Selected text:
This is a bug report for perl from corporate@khwilliamson.com,
generated with the help of perlbug 1.36 running under perl 5.10.0.


-----------------------------------------------------------------
Characters in the range U+0080 through U+00FF behave inconsistently
depending on whether or not they are part of a string which also
includes a character above that range, and in some cases they behave
incorrectly even when part of such a string.  The problems I will
concentrate on in this report are those involving case.

I presume that they do work properly when a locale is set, but I haven't
tested that.

print uc("\x{e0}"), "\n"; # (a with grave accent)

yields itself instead of a capital A with grave accent (U+00C0).  This
is true whether or not the character is part of a string which includes
a character not storable in a single byte.  Similarly

print "\x{e0}" =~ /\x{c0}/i, "\n";

will print a null string on a line, as the match fails.

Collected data
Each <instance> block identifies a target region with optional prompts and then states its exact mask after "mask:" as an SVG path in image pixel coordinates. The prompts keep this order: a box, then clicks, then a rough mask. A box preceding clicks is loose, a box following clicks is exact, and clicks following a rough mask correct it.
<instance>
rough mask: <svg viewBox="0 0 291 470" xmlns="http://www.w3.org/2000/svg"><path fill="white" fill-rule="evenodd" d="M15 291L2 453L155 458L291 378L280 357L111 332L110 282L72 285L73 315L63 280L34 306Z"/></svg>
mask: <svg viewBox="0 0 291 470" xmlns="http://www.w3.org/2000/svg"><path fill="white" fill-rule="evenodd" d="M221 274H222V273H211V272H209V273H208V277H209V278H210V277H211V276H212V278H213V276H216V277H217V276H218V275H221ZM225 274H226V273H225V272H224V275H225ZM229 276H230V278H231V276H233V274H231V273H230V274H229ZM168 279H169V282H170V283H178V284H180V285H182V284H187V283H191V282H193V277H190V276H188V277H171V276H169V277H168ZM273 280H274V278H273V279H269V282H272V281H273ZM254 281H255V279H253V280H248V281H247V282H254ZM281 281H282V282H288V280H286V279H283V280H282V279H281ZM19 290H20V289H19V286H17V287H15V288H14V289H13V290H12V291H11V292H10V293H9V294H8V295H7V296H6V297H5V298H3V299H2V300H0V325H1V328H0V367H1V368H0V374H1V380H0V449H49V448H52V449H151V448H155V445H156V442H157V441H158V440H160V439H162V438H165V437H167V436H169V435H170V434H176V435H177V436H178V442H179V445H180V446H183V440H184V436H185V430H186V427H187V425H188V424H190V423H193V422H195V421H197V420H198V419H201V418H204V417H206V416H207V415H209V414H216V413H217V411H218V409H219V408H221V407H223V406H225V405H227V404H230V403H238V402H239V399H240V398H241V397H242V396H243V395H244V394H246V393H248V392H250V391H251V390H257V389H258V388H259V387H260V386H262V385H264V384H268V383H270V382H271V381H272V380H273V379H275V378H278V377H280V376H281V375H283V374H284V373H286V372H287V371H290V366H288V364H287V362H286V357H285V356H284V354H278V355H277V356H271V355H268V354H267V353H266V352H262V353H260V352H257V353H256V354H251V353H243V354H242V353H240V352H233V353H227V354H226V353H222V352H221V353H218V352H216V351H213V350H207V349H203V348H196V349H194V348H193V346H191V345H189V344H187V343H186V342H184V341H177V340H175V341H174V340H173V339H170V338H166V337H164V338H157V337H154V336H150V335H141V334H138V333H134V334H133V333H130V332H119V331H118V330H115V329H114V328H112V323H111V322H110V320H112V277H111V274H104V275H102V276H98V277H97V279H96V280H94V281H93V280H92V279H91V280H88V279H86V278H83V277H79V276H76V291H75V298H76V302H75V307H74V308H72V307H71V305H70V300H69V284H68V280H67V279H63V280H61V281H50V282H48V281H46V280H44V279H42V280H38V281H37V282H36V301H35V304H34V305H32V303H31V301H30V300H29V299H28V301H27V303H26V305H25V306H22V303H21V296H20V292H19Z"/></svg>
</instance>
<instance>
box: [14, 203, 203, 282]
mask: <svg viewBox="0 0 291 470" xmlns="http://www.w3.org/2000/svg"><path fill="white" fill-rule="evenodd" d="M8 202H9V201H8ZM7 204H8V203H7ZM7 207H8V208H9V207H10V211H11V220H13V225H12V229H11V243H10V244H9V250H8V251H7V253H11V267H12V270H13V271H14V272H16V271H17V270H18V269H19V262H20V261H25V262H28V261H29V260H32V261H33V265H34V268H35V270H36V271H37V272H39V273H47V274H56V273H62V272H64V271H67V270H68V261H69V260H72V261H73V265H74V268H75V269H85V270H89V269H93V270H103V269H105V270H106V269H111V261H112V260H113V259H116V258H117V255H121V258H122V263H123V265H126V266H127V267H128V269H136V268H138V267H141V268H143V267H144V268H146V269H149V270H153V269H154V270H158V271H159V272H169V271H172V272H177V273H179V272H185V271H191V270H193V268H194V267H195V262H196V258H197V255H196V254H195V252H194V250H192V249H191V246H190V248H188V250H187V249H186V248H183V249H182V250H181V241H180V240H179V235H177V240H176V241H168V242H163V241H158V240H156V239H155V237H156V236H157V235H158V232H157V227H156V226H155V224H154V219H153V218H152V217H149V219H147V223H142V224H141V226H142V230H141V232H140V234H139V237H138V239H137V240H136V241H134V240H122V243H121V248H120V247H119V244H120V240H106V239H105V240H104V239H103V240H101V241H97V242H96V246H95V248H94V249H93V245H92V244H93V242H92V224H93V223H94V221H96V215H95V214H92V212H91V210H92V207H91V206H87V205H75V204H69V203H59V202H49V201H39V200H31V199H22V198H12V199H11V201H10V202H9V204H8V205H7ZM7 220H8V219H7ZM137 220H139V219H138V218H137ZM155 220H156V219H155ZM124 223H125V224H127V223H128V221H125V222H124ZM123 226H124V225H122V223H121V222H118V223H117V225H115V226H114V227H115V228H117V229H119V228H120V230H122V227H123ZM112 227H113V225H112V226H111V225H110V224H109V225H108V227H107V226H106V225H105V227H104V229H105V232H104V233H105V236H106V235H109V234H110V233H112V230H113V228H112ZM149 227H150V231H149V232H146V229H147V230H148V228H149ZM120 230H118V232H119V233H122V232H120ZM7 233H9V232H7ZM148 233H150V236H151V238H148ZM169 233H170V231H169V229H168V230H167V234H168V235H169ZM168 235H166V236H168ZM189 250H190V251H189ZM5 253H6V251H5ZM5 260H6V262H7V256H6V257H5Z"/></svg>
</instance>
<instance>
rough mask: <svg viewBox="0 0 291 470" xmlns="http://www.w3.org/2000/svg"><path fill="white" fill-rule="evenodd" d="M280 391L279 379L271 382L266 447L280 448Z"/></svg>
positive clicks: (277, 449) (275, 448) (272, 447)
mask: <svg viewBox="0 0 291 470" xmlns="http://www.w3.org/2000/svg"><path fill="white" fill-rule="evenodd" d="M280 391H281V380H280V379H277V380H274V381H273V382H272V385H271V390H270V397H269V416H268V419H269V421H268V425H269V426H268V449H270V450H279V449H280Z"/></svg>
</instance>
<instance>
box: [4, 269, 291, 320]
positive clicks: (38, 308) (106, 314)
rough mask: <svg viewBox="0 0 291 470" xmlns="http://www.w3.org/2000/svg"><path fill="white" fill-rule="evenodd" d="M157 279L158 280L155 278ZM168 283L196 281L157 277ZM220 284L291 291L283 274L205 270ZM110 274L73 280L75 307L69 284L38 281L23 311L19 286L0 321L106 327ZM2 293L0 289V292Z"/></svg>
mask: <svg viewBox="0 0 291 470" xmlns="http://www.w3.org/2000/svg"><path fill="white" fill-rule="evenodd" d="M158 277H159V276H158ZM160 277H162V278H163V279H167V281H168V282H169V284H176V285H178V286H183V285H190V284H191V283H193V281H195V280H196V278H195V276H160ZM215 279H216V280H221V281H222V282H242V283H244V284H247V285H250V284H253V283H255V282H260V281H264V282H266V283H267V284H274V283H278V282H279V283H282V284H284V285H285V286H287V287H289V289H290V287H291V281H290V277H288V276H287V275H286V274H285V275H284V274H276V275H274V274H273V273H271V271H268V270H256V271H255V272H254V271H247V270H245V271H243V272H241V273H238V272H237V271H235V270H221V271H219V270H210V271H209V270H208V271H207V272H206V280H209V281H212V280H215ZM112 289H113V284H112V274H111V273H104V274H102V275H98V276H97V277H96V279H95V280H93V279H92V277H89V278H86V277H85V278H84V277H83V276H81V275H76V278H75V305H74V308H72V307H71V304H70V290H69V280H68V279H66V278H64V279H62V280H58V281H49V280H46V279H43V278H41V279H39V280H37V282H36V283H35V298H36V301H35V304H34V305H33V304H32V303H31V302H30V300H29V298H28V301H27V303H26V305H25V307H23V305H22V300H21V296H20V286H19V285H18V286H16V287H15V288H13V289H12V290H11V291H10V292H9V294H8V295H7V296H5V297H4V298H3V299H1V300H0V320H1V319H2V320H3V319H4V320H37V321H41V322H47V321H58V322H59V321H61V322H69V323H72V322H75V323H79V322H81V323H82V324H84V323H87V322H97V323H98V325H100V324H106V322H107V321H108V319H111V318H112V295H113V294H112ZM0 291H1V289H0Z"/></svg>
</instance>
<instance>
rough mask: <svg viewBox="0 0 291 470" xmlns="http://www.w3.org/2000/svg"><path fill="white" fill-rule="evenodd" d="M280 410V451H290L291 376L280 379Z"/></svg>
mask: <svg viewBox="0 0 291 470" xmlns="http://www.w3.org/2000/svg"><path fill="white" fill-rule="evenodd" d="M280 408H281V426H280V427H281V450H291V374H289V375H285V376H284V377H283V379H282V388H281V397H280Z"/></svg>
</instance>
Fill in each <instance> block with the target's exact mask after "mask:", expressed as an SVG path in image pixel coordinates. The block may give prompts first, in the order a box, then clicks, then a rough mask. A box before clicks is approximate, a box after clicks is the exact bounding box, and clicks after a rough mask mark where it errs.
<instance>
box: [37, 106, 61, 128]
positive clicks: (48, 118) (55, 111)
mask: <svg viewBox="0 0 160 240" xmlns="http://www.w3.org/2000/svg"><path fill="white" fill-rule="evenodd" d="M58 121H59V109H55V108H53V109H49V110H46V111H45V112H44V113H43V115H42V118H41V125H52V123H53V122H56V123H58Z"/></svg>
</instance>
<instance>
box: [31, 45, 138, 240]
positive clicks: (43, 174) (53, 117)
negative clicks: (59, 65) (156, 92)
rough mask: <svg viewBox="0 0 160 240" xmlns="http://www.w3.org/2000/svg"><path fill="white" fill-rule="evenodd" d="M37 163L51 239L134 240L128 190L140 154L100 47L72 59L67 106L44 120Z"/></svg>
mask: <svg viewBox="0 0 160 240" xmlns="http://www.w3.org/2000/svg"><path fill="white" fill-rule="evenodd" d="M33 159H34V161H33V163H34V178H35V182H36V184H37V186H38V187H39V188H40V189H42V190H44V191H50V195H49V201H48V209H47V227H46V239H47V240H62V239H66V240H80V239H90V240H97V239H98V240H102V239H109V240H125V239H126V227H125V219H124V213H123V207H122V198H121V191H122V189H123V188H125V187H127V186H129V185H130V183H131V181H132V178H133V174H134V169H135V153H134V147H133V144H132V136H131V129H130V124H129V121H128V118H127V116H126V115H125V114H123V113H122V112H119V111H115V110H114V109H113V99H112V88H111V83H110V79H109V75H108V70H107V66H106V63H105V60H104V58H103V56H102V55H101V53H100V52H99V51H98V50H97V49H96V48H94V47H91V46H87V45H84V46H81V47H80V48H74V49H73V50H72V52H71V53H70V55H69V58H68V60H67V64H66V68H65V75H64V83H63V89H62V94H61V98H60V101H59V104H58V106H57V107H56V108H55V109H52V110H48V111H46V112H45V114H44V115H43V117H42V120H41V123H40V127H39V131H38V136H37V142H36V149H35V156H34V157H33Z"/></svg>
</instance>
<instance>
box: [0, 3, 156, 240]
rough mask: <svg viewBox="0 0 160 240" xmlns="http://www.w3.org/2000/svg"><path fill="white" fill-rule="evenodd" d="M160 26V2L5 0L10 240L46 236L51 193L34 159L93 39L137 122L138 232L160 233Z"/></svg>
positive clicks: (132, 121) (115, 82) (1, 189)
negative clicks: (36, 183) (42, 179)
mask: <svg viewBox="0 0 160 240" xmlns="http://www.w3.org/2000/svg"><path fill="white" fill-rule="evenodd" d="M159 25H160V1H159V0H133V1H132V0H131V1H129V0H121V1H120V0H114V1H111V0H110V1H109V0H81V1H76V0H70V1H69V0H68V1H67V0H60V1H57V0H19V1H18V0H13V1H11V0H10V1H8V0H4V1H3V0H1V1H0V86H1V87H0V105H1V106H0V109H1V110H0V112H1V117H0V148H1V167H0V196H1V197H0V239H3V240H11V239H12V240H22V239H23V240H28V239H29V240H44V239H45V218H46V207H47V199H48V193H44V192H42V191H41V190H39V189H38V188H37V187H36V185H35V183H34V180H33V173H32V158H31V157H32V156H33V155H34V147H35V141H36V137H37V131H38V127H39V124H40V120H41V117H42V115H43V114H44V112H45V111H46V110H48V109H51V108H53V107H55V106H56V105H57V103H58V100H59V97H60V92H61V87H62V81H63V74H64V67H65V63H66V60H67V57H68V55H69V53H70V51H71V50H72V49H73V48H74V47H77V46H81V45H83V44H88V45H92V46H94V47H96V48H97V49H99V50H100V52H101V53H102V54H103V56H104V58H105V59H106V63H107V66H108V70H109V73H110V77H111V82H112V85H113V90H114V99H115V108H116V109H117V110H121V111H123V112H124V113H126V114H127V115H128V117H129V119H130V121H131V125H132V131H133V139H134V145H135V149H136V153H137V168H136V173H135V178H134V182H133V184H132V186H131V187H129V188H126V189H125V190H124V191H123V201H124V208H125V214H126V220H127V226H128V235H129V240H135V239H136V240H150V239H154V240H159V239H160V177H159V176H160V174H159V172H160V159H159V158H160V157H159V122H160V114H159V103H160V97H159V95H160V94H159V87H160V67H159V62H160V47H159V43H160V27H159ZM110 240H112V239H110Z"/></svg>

Work instruction A:
Answer these questions about the perl bug report:
(i) Which version of perlbug helped generate it, and under which perl version was it running?
(ii) Which range of characters does it say behaves inconsistently?
(iii) What does it say uc("\x{e0}") yields instead of a capital A with grave accent?
Work instruction B: Edit the perl bug report: reproduce everything from "I presume that" down to "the match fails.", replacing "locale" with "encoding".

Problem solution A:
(i) Perlbug 1.36, running under perl 5.10.0.
(ii) Characters in the range U+0080 through U+00FF.
(iii) It yields itself.

Problem solution B:
I presume that they do work properly when a encoding is set, but I haven't
tested that.

print uc("\x{e0}"), "\n"; # (a with grave accent)

yields itself instead of a capital A with grave accent (U+00C0).  This
is true whether or not the character is part of a string which includes
a character not storable in a single byte.  Similarly

print "\x{e0}" =~ /\x{c0}/i, "\n";

will print a null string on a line, as the match fails.